------ TEXT PASSAGE ------

ParENTrepreneurs is the third Parents International programme that researchers have found relevant on this complex topic. The research team has highlighted that “educators need to consistently develop their own skills in order to foster skills development. When it comes to 21st century skills – including resilience, critical thinking, active participation that are key to ESD and offered in this programme, trainings for professional educators and parents can be fully or nearly identical (especially in light of finding in a previous EEPN research paper (Verboon-Salamon 2021). During the implementation, it became clear that the competence framework is relevant for educators from different parts of Europe, and educators working in highly different education systems and realities still have similar needs. Thus, European approaches are relevant and useful regardless of the diversity of education systems.”
Last but not least, some partner project Parents International recommended for the research team have also been chosen as inspiration. The Brookings Playbook on Family-School Engagement is chosen to illustrate that “by providing evidence-based strategies from around the world and other hands-on tools that school leaders and partners can adopt and use in their local contexts, it aims to help leapfrog education inequality so that all young people can have a 21st-century education.
It is clear from research that the expectations towards education systems are shifting with both parents and teachers shifting towards a focus on active citizenship and social-emotional learning, while both groups believe that the other wishes to focus on academic achievement. Thus, for real reform proper communication, based on equal partnership is essential.
The playbook shows that family-school engagement — namely the collaboration between the multiple actors, from parents and community members to teachers and school leaders — has an important role to play in improving and transforming education systems to achieve four main goals:
- Improve the attendance and completion of students,
- Improve the learning and development of students,
- Redefine the purpose of school for students,
- Redefine the purpose of school for society.”
Dragonfly shows that
- “- Teachers are eager to find good quality material for ecological topics largely missing from traditional textbooks, but relevant for their students. Good quality means a) content supervised by recognised experts, b) age appropriate;
- Arts – in this case literature and graphics – is a successful vehicle to convey related messages, but it is also important that quality is ensured by professional art editors;
- Creative thinking and artistic expression tasks foster skills related to sustainable thinking, and children happily engage in them;
- Teachers need training and support material to foster learning about topics related to ecology.”
COVIDEA, based on “experiences of school closure periods and the increased use of digital technology has highlighted the need to have a broader view on the needs of the different players of the learning process in the digital environment, and when exploring the requirements for the digital age, skills and competences such as resilience, active citizenship, critical and ethical thinking, and social-emotional learning are to be given more weight than digital technical skills. These are essential for ESD.”

------ RECORD SET ------

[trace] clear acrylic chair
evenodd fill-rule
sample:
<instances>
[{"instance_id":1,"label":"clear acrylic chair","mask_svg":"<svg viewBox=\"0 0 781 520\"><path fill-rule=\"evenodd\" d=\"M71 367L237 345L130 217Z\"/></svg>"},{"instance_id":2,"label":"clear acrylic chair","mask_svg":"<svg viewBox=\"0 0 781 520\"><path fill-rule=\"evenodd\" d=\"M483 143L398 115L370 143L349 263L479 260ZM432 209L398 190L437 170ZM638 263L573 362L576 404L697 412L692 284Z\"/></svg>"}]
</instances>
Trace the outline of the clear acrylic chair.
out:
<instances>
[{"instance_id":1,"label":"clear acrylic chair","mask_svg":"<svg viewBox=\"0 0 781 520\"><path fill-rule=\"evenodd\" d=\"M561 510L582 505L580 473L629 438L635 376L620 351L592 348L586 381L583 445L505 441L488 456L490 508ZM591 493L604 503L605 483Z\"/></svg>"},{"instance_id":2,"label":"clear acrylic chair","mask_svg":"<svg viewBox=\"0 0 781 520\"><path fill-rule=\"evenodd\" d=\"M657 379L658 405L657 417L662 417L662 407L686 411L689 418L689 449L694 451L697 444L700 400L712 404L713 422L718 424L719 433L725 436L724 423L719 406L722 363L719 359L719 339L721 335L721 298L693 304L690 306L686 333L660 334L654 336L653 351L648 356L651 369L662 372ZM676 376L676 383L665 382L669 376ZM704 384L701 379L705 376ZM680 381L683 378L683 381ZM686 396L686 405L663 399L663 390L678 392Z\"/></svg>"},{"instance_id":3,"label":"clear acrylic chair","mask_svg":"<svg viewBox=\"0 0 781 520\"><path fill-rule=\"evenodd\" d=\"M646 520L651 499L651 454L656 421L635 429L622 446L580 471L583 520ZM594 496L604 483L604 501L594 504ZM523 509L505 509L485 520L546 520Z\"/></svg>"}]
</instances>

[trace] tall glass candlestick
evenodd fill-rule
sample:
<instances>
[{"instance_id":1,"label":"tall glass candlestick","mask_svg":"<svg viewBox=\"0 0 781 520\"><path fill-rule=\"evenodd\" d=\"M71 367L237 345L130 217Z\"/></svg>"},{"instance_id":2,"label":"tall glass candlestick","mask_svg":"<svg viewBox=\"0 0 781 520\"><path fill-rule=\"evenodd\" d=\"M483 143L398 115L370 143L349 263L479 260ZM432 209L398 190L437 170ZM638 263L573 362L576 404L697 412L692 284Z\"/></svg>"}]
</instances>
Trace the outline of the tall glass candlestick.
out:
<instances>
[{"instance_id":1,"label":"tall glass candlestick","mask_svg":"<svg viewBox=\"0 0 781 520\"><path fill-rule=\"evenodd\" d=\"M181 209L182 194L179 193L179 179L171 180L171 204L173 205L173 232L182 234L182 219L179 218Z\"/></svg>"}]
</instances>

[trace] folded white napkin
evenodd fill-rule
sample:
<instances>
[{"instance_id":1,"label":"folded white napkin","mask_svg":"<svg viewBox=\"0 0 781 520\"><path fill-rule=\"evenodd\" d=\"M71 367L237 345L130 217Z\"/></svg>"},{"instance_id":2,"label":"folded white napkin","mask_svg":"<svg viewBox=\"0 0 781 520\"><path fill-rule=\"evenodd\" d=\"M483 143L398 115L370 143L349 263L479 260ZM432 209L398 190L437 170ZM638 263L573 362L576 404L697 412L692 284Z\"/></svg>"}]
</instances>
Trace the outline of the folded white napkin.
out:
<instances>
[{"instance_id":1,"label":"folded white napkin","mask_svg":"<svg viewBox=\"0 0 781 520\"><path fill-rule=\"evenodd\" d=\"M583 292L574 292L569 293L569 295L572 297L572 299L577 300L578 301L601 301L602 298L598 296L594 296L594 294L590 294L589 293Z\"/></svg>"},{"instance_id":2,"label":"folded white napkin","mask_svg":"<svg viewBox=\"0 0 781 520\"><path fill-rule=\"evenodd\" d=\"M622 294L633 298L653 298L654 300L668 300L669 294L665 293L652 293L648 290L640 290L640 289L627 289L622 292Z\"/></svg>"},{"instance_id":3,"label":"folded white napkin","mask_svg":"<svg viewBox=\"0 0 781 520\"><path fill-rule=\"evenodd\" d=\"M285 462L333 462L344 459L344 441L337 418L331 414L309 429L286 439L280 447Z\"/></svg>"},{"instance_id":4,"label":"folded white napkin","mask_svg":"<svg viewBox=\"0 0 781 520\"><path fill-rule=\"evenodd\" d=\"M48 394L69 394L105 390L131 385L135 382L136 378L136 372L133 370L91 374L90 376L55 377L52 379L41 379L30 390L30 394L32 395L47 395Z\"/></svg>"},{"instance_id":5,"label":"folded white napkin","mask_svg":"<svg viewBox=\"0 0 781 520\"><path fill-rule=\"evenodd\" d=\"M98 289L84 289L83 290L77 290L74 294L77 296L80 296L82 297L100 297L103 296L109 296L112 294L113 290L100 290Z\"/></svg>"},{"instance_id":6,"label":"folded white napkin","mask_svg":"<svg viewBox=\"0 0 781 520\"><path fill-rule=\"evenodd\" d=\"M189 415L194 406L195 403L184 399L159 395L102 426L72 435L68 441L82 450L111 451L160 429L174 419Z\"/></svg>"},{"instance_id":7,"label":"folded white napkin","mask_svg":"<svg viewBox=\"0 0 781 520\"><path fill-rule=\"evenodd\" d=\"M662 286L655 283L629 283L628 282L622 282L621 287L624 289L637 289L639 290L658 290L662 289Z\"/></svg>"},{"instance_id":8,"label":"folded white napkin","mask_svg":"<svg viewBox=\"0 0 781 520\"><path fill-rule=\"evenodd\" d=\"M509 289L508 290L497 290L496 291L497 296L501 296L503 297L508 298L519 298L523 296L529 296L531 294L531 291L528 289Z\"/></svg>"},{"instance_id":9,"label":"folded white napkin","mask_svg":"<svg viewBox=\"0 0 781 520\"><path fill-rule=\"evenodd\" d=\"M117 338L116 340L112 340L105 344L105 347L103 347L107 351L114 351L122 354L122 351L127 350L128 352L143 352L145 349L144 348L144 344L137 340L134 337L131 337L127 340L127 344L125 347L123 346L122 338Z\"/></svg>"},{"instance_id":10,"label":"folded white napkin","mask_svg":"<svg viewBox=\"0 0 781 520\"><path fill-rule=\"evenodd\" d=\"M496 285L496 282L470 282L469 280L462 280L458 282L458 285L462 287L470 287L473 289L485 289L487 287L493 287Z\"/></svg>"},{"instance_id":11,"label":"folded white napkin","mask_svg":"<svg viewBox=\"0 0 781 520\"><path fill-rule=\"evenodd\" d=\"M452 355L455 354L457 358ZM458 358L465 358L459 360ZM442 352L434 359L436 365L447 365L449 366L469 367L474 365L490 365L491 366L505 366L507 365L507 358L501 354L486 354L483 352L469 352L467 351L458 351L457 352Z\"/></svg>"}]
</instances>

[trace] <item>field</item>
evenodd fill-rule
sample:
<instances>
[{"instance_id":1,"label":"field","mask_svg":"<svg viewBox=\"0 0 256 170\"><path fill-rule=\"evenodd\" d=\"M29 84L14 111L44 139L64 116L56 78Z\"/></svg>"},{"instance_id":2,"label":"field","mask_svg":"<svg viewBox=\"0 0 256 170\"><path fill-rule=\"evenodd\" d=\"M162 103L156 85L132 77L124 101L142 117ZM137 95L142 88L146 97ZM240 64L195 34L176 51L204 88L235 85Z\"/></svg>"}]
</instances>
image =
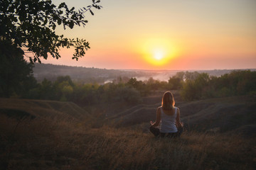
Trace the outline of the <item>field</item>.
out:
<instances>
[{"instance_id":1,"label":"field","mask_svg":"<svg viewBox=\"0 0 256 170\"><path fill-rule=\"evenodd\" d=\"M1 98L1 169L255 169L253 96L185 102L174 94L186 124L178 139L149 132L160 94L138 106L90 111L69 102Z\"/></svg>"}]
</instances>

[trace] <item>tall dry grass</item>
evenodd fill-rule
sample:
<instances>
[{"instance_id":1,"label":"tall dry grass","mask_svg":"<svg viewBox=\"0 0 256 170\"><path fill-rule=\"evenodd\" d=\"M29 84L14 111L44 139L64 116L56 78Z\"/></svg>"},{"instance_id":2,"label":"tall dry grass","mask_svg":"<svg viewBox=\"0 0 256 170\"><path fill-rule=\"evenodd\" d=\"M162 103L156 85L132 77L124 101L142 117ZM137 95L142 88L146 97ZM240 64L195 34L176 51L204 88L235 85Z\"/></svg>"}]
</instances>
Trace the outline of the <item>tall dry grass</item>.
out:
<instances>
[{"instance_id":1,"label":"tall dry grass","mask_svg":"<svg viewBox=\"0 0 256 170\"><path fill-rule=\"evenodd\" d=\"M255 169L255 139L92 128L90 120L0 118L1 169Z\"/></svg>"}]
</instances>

------
------ RECORD SET ------

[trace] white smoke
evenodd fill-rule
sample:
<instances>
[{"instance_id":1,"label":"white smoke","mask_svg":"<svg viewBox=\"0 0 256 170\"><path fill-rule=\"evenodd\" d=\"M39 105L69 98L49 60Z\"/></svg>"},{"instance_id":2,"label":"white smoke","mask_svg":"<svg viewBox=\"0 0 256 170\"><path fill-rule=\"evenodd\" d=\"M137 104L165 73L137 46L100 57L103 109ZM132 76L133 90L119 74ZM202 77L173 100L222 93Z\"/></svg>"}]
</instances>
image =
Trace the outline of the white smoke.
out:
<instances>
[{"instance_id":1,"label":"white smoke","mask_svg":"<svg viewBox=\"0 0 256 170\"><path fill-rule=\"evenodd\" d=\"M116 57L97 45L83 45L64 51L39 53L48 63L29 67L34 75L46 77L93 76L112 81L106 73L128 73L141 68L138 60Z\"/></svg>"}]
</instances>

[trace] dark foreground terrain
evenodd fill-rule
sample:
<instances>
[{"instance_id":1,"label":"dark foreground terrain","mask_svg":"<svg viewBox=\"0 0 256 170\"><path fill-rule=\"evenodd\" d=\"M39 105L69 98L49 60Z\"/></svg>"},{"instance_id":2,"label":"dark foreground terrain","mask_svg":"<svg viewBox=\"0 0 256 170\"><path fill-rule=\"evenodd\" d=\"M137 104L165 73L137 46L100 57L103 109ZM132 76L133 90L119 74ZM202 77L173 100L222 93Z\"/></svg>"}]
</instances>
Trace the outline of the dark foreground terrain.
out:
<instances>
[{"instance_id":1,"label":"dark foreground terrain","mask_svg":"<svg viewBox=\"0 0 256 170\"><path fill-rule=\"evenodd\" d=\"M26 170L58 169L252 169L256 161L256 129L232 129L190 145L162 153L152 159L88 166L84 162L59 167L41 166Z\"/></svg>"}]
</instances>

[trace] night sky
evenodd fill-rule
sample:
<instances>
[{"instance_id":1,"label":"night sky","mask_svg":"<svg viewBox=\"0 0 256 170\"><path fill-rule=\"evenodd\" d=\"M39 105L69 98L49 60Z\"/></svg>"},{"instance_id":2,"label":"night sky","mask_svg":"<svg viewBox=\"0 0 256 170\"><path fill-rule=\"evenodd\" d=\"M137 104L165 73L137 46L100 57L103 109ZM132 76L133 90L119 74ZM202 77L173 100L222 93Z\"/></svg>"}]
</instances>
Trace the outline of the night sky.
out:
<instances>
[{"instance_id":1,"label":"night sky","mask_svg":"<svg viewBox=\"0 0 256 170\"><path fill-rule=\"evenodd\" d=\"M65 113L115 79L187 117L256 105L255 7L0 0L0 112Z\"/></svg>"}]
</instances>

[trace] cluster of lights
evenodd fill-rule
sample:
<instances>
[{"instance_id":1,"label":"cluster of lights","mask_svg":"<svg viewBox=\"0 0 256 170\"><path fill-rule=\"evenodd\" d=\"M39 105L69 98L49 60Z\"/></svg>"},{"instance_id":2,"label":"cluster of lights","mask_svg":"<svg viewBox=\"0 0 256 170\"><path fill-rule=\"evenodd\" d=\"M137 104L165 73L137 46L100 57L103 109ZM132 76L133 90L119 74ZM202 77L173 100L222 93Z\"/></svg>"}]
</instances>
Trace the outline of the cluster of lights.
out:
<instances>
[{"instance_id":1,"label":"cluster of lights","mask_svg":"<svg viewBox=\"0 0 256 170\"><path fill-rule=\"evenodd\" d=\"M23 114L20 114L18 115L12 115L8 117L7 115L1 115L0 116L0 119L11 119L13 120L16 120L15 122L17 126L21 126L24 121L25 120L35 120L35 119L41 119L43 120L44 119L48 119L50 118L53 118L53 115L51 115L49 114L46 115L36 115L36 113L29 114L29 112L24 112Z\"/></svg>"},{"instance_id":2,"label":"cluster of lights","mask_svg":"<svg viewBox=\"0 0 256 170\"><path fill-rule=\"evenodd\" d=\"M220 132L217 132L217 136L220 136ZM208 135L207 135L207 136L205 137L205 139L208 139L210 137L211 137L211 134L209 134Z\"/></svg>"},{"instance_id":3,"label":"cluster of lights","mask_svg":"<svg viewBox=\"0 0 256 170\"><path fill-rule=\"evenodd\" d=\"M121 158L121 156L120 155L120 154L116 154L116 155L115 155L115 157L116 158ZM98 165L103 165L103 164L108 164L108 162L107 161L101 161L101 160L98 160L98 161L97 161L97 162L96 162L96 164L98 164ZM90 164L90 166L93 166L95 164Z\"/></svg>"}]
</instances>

------

According to the text passage, what two criteria define good quality material for teachers in the Dragonfly findings?

The content is supervised by recognized experts, and it is age appropriate.